■ INSTRUCTIONS TO FOLLOW
Copy all entries without alteration and skip the pictures they hold.

Image-grounded pointing data:

※ ※ ※

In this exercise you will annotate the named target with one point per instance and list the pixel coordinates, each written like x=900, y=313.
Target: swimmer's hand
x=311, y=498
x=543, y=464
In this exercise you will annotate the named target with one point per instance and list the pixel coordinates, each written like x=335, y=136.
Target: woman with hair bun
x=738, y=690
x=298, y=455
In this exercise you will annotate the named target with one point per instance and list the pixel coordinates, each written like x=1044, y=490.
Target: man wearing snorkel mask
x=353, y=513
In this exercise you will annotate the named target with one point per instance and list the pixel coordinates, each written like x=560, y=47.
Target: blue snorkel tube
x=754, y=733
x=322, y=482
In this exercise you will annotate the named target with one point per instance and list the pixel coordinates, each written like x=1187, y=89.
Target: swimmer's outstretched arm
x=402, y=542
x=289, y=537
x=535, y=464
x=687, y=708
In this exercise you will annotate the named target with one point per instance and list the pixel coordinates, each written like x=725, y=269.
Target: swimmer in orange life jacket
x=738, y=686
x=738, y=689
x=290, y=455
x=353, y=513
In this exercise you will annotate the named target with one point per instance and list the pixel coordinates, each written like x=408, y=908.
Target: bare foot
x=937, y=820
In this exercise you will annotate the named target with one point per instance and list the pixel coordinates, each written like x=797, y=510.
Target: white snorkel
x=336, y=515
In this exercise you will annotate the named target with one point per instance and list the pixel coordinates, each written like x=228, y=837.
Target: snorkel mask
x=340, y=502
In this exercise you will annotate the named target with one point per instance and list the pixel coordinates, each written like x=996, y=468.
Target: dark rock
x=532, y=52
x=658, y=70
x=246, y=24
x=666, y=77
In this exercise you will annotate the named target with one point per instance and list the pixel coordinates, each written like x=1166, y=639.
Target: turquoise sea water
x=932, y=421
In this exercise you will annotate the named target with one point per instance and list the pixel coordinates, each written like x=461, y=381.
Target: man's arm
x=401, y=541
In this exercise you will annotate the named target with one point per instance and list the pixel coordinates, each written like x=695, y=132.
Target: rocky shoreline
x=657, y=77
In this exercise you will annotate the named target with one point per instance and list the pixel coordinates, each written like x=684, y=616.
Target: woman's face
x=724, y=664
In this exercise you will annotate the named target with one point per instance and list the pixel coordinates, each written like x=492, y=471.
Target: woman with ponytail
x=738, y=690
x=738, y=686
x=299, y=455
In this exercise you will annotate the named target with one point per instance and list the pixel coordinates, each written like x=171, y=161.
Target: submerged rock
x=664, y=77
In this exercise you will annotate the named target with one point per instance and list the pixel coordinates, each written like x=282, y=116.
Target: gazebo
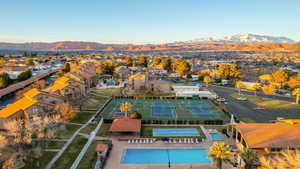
x=126, y=127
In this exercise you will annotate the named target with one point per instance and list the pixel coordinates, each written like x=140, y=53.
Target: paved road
x=258, y=93
x=245, y=109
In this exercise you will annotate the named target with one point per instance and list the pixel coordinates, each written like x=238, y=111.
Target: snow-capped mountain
x=245, y=38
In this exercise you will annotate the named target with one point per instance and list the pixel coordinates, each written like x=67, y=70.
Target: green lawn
x=268, y=103
x=81, y=117
x=144, y=106
x=88, y=129
x=55, y=144
x=41, y=162
x=90, y=158
x=104, y=130
x=147, y=130
x=68, y=132
x=68, y=157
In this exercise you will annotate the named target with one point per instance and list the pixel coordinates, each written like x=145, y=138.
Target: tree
x=135, y=115
x=279, y=78
x=229, y=71
x=3, y=141
x=239, y=85
x=19, y=130
x=143, y=61
x=4, y=80
x=65, y=111
x=166, y=64
x=67, y=68
x=182, y=67
x=296, y=93
x=255, y=87
x=294, y=81
x=269, y=89
x=250, y=158
x=206, y=80
x=156, y=61
x=220, y=153
x=24, y=75
x=40, y=84
x=288, y=159
x=125, y=107
x=2, y=61
x=107, y=67
x=128, y=62
x=29, y=62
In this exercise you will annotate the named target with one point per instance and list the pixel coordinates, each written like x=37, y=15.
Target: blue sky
x=145, y=21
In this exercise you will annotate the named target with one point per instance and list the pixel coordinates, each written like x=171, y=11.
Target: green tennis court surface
x=171, y=109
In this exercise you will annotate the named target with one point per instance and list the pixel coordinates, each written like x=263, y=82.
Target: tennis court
x=166, y=109
x=163, y=109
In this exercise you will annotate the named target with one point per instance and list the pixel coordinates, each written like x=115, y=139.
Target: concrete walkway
x=59, y=154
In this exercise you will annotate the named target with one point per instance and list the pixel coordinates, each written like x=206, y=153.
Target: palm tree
x=286, y=159
x=219, y=152
x=239, y=84
x=206, y=80
x=296, y=93
x=250, y=158
x=255, y=87
x=125, y=107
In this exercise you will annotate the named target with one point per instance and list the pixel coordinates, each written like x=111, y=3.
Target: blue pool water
x=165, y=132
x=215, y=136
x=163, y=156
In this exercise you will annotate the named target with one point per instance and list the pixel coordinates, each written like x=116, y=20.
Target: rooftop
x=267, y=135
x=126, y=125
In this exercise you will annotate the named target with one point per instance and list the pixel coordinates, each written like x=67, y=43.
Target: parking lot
x=248, y=110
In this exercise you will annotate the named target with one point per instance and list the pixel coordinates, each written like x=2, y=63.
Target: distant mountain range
x=244, y=38
x=77, y=45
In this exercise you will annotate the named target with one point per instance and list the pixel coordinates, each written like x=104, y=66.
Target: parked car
x=221, y=100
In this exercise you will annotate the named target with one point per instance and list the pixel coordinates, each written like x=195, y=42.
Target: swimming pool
x=216, y=136
x=165, y=132
x=164, y=156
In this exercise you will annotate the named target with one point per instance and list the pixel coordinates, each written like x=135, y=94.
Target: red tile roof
x=267, y=135
x=126, y=125
x=101, y=147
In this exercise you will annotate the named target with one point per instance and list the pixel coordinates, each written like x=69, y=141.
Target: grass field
x=68, y=157
x=269, y=103
x=180, y=106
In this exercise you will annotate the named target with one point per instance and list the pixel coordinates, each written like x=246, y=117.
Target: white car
x=242, y=98
x=221, y=100
x=258, y=108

※ ※ ※

■ WRITTEN ANSWER
In this exercise you will annotate the named target with one point per instance and list the pixel coordinates, each written like x=900, y=313.
Target: swimmer's hand
x=311, y=498
x=543, y=464
In this exercise you will annotate the named target with one point per instance and list the pixel coordinates, each written like x=335, y=136.
Target: woman with hair bun
x=738, y=690
x=298, y=455
In this exercise you will annotate the named target with one point per instance and list the pixel coordinates, each written like x=1044, y=490.
Target: man wearing snorkel mask
x=353, y=513
In this exercise you will annotate the named target with one point per instance and list the pixel coordinates, each written like x=560, y=47.
Target: blue snorkel tube
x=754, y=733
x=322, y=482
In this exercise you will annotate the named target with one point per instance and list the pixel coordinates, each written like x=1187, y=89.
Target: swimmer's outstretched arm
x=402, y=542
x=289, y=537
x=535, y=464
x=687, y=708
In this exercise you will annotate the named target with one point per instance and list the pixel coordinates, each written like x=725, y=269.
Target: swimmer in orange life jacket
x=738, y=686
x=738, y=689
x=290, y=455
x=353, y=513
In this exercise you will annotate the named target with one point per instance and list the pixel coordinates, each written like x=408, y=908.
Target: bare foot
x=937, y=820
In this exercise you will annotate the named target with one point per instance and list the pixel coordinates, each written like x=797, y=510.
Target: white snorkel
x=336, y=515
In this exercise you will annotate the named target with one point per instance and list the pixel coordinates, each written like x=228, y=837.
Target: snorkel mask
x=340, y=502
In this exercise you will annotate the named target with one point per instance and list the pixel coordinates, each written like x=996, y=468.
Target: dark rock
x=532, y=52
x=658, y=70
x=246, y=24
x=666, y=77
In this exercise you will annotate the named target with one point per instance and list the pixel coordinates, each written like x=1166, y=639.
Target: turquoise sea water
x=932, y=421
In this exercise you will annotate the named target with one point per instance and list the pixel coordinates, each written like x=461, y=381.
Target: man's arm
x=401, y=541
In this exercise you will annotate the named target with one point per instance and list the pixel coordinates, each written like x=695, y=132.
Target: rocky shoreline
x=657, y=77
In this exercise you will annotate the named target with one point per instance and list the pixel coordinates, each written like x=684, y=616.
Target: woman's face
x=724, y=664
In this exercise you will annotate the named target with one point per instance and list the pixel coordinates, each written like x=492, y=471.
Target: woman with ponytail
x=738, y=690
x=738, y=686
x=299, y=455
In this exercise you will annotate the named target with one point per instance and list the pixel coordinates, each written like x=171, y=161.
Target: submerged rock
x=664, y=77
In this exercise you will annotate the named target with one point per instance and list the pixel coordinates, each written like x=282, y=116.
Target: gazebo
x=126, y=127
In this exercise you will annotate the named target with one point per instance and list the pixel coordinates, each written like x=140, y=53.
Target: paved road
x=258, y=93
x=245, y=109
In this exercise you will annotate the named target with one point per instance and list the pixel coordinates, each written like x=238, y=111.
Target: snow-capped mountain
x=245, y=38
In this exercise you will annotate the named target with one point per instance and list the pixel coordinates, each written like x=67, y=70.
Target: green lawn
x=268, y=103
x=81, y=117
x=144, y=106
x=88, y=129
x=55, y=144
x=41, y=162
x=90, y=158
x=104, y=130
x=147, y=130
x=68, y=132
x=68, y=157
In this exercise you will annotate the named target with one point per instance and list the pixel coordinates, each written like x=145, y=138.
Target: tree
x=135, y=115
x=279, y=78
x=229, y=71
x=3, y=141
x=239, y=85
x=19, y=130
x=143, y=61
x=4, y=80
x=65, y=111
x=166, y=64
x=67, y=68
x=182, y=67
x=296, y=93
x=255, y=87
x=294, y=81
x=269, y=89
x=250, y=158
x=206, y=80
x=156, y=61
x=220, y=153
x=24, y=75
x=40, y=84
x=288, y=159
x=125, y=107
x=2, y=61
x=107, y=67
x=128, y=62
x=29, y=62
In this exercise you will annotate the named target with one point per instance and list the pixel coordinates, each written like x=37, y=15.
Target: blue sky
x=145, y=21
In this exercise you will annotate the named target with one point per instance and list the pixel coordinates, each written like x=171, y=11.
Target: green tennis court surface
x=171, y=109
In this exercise you will annotate the named target with one point per instance and list the pixel coordinates, each written like x=263, y=82.
Target: tennis court
x=166, y=109
x=163, y=109
In this exercise you will annotate the named target with one point per instance and list the pixel coordinates, each written like x=115, y=139.
Target: concrete walkway
x=59, y=154
In this exercise you will annotate the named target with one point per instance and list the pixel coordinates, each written like x=206, y=153.
Target: palm tree
x=286, y=159
x=219, y=152
x=239, y=84
x=206, y=80
x=296, y=93
x=250, y=158
x=255, y=87
x=125, y=107
In this exercise you will annotate the named target with one point per instance and list the pixel coordinates, each written like x=111, y=3.
Target: blue pool water
x=165, y=132
x=215, y=136
x=163, y=156
In this exercise you will annotate the named target with one point per instance and list the pixel coordinates, each written like x=116, y=20.
Target: rooftop
x=267, y=135
x=126, y=125
In this exercise you will annotate the named target with one point per instance and list the pixel coordinates, each written like x=67, y=43.
Target: parking lot
x=248, y=110
In this exercise you will annotate the named target with one point per instance and list the pixel coordinates, each written like x=2, y=63.
Target: distant mountain range
x=244, y=38
x=77, y=45
In this exercise you will annotate the named target with one point per instance and list the pixel coordinates, each written like x=104, y=66.
Target: parked car
x=221, y=100
In this exercise you will annotate the named target with one point per instance and list the pixel coordinates, each written like x=195, y=42.
Target: swimming pool
x=216, y=136
x=165, y=132
x=164, y=156
In this exercise you will annotate the named target with one point per instance and list the pixel coordinates, each written like x=135, y=94.
Target: red tile roof
x=267, y=135
x=126, y=125
x=101, y=147
In this exercise you will annotate the named target with one point per instance and list the pixel coordinates, each written like x=69, y=141.
Target: grass field
x=68, y=157
x=269, y=103
x=180, y=106
In this exercise you will annotate the named target with one point per instance and list the pixel coordinates, each written like x=246, y=117.
Target: white car
x=242, y=98
x=221, y=100
x=258, y=108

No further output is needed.